--- RECORDS PROVIDED ---

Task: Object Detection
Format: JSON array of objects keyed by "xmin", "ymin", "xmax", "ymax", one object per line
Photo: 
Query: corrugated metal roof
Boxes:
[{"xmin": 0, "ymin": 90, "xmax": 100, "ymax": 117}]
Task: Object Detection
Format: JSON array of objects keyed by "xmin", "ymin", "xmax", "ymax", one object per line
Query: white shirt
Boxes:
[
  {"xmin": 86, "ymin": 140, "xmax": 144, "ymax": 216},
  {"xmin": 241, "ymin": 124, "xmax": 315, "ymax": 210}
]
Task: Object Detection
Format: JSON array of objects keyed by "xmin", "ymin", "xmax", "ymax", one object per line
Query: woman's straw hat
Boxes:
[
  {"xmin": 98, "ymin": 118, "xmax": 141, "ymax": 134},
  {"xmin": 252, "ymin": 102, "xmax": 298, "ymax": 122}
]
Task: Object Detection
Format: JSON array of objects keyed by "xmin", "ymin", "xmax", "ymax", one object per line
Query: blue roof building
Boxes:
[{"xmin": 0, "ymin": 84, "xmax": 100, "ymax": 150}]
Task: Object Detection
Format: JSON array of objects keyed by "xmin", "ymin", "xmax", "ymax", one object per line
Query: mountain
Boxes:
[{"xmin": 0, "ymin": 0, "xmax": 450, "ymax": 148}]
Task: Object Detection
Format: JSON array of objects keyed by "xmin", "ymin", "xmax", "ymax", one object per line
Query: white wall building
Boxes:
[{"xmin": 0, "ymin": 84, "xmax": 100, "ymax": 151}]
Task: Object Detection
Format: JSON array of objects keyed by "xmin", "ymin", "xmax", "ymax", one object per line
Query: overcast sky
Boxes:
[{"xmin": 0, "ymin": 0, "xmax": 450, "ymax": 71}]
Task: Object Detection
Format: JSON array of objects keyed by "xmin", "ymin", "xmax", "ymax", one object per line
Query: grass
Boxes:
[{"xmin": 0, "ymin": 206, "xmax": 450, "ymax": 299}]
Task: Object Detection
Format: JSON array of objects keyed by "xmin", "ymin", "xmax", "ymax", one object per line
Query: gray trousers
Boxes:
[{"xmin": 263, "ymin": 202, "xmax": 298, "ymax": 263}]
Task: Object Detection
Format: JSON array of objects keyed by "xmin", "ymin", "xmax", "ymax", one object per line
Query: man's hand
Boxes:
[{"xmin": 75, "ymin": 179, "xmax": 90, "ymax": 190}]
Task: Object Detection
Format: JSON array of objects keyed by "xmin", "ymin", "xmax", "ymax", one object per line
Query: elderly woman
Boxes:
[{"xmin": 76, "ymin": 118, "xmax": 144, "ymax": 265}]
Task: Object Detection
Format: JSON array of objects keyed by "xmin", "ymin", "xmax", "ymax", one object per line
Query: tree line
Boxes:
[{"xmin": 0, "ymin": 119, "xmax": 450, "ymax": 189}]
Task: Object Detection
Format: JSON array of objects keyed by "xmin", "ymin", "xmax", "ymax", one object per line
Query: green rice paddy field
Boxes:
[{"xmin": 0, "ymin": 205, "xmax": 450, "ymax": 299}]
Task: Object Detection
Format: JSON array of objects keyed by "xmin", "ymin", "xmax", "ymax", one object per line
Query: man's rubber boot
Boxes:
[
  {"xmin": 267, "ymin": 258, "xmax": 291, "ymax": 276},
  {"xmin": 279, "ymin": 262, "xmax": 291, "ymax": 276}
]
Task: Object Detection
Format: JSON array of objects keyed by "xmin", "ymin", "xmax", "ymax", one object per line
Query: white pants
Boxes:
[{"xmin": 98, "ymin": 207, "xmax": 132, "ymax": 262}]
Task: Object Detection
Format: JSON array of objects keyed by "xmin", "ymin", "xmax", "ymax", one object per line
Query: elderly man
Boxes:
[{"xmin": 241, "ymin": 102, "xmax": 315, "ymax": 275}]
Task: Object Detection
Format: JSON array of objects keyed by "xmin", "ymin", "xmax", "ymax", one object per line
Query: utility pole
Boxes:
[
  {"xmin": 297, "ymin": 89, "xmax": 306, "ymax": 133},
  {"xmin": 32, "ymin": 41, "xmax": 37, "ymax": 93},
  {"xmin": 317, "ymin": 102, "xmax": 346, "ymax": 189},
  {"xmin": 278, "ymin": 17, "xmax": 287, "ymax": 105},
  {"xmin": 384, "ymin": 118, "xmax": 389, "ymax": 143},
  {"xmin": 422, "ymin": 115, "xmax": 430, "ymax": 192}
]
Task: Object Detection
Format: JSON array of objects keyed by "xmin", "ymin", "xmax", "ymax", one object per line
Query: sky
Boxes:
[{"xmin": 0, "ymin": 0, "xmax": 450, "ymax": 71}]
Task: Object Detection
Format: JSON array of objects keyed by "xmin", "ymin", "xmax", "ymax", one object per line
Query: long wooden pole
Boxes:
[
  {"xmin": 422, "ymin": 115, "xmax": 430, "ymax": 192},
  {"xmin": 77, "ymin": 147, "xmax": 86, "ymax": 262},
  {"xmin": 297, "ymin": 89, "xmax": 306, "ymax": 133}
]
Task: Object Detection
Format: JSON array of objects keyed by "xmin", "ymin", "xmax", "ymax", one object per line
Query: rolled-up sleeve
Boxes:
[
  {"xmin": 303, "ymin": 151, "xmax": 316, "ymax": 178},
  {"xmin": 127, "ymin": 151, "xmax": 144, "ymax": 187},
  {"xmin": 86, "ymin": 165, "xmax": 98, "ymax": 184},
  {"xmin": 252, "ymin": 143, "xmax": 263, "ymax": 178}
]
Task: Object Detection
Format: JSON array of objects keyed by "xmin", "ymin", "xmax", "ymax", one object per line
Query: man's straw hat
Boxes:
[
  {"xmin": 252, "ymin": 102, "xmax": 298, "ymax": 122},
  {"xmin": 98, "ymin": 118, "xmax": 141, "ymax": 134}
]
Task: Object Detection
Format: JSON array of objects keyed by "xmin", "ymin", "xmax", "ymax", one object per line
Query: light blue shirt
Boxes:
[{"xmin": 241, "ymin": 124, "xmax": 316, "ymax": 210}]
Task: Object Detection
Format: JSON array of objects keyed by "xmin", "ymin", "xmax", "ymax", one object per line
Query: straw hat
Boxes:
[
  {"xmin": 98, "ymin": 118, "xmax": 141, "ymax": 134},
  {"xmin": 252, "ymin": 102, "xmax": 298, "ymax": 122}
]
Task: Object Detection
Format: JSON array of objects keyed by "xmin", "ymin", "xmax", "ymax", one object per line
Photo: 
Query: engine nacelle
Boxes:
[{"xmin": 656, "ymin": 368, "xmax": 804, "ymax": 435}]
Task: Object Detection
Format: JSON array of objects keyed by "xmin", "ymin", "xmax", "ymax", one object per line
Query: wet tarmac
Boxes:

---

WHAT TO WORK ON: Report each line of the records that contains the word "building", copying every such line in full.

RESULT FOR THIS TASK:
Query: blue roof building
Query: white wall building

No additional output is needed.